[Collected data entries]
###

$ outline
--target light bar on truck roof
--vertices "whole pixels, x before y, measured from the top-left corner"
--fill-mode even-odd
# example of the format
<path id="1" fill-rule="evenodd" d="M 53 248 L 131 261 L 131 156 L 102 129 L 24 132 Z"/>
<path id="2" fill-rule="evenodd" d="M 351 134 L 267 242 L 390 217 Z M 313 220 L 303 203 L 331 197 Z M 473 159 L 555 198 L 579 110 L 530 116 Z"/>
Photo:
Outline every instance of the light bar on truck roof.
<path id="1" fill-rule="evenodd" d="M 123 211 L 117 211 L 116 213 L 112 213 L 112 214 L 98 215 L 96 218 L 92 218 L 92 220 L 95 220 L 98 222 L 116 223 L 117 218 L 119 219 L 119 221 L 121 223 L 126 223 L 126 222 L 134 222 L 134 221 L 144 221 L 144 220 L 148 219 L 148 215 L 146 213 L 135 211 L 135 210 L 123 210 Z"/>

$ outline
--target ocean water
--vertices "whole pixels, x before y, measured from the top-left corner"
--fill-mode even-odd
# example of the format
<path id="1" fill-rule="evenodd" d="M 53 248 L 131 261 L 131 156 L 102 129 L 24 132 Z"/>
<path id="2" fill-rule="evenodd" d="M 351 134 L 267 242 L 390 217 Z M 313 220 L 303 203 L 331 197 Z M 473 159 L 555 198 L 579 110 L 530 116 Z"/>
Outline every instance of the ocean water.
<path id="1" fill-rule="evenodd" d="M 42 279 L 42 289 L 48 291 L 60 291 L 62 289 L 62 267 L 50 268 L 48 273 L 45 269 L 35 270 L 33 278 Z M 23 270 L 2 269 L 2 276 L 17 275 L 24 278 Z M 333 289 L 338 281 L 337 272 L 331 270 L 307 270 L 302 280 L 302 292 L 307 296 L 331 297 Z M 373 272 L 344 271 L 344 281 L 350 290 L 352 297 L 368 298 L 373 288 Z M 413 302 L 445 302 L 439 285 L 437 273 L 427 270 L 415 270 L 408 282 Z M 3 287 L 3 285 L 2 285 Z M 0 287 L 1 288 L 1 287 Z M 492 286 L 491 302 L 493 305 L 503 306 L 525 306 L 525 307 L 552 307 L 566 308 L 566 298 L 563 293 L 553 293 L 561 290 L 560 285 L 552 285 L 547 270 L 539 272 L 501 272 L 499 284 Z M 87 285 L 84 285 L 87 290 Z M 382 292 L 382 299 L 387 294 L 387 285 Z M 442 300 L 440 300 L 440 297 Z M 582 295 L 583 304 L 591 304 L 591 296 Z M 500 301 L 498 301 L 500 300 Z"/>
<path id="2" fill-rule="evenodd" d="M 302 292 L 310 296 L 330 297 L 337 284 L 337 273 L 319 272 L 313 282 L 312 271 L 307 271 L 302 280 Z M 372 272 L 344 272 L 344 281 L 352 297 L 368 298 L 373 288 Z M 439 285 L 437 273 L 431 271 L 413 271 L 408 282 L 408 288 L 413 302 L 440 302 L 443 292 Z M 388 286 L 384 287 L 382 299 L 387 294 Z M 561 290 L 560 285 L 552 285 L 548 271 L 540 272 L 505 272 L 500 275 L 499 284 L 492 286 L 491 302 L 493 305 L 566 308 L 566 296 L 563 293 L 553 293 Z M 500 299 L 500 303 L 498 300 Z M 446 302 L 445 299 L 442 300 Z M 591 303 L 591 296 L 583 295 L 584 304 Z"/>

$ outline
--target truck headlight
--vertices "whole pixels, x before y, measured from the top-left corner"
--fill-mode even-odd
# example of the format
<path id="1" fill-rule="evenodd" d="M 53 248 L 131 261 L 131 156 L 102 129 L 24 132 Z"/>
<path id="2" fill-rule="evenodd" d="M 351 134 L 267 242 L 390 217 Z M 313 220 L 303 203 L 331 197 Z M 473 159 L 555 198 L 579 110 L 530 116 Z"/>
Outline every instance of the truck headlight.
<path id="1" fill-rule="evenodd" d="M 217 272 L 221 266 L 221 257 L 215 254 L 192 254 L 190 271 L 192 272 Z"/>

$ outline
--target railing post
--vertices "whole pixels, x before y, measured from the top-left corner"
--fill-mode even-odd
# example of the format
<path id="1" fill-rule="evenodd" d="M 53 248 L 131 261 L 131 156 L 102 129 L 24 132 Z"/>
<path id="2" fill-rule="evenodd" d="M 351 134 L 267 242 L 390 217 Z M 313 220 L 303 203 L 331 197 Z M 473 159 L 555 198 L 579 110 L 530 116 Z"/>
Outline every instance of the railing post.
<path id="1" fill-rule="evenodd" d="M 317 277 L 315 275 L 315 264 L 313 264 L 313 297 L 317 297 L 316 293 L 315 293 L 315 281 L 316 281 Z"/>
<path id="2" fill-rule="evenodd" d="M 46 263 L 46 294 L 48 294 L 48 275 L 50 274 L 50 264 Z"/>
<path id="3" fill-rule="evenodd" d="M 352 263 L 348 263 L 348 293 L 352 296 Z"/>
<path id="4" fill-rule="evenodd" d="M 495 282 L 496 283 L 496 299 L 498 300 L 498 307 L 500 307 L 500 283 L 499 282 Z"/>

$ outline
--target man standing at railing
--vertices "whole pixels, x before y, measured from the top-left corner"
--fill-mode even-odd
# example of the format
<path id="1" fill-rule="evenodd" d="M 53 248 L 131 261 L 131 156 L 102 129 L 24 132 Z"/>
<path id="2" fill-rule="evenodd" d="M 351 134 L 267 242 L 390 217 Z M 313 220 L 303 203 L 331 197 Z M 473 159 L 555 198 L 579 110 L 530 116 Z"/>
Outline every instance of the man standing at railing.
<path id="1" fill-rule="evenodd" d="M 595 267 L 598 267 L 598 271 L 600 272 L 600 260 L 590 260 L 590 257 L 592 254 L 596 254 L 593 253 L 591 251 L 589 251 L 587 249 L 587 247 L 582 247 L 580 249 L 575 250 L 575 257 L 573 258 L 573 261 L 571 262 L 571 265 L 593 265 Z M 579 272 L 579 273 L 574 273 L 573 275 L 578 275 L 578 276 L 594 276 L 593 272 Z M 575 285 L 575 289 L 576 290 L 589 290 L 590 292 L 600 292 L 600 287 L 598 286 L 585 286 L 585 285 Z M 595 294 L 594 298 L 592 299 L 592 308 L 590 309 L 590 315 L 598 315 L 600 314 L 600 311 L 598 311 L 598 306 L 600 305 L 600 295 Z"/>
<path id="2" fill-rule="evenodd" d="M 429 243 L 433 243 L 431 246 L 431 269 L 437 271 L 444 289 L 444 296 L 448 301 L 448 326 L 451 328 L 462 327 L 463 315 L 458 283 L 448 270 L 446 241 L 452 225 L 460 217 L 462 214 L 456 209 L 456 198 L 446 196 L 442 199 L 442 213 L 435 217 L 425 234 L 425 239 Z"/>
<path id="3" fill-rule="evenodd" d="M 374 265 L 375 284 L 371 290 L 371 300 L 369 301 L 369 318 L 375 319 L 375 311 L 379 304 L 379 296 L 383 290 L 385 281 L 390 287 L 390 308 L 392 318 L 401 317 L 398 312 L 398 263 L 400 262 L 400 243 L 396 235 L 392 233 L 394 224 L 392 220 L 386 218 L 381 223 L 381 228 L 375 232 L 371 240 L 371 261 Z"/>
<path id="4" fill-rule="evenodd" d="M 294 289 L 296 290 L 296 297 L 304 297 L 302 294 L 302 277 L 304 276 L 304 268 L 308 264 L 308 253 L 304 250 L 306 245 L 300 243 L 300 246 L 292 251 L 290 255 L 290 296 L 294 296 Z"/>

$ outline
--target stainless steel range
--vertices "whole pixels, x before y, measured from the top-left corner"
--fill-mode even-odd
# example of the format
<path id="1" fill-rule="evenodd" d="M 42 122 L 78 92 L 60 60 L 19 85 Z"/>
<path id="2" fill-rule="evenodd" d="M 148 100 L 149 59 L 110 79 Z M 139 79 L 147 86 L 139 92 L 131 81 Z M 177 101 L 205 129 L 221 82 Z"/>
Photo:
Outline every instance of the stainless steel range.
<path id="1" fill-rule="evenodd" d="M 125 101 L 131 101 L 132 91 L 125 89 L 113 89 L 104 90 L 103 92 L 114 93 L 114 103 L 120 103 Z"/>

###

Could you copy the listing verbatim, from its very beginning through the line that contains "123 211 L 117"?

TASK RESULT —
$ outline
--target light bar on truck roof
--vertices "whole pixels, x before y, measured from the top-left corner"
--fill-mode even-odd
# example of the format
<path id="1" fill-rule="evenodd" d="M 53 248 L 131 261 L 131 156 L 102 129 L 24 132 Z"/>
<path id="2" fill-rule="evenodd" d="M 351 134 L 267 242 L 390 217 Z M 313 220 L 303 203 L 331 197 Z M 473 159 L 555 198 L 579 110 L 530 116 Z"/>
Photo:
Outline every instance of the light bar on truck roof.
<path id="1" fill-rule="evenodd" d="M 123 211 L 117 211 L 116 213 L 112 213 L 112 214 L 98 215 L 96 218 L 92 218 L 92 220 L 95 220 L 98 222 L 116 223 L 117 218 L 119 219 L 119 221 L 121 223 L 126 223 L 126 222 L 134 222 L 134 221 L 144 221 L 144 220 L 148 219 L 148 215 L 146 213 L 135 211 L 135 210 L 123 210 Z"/>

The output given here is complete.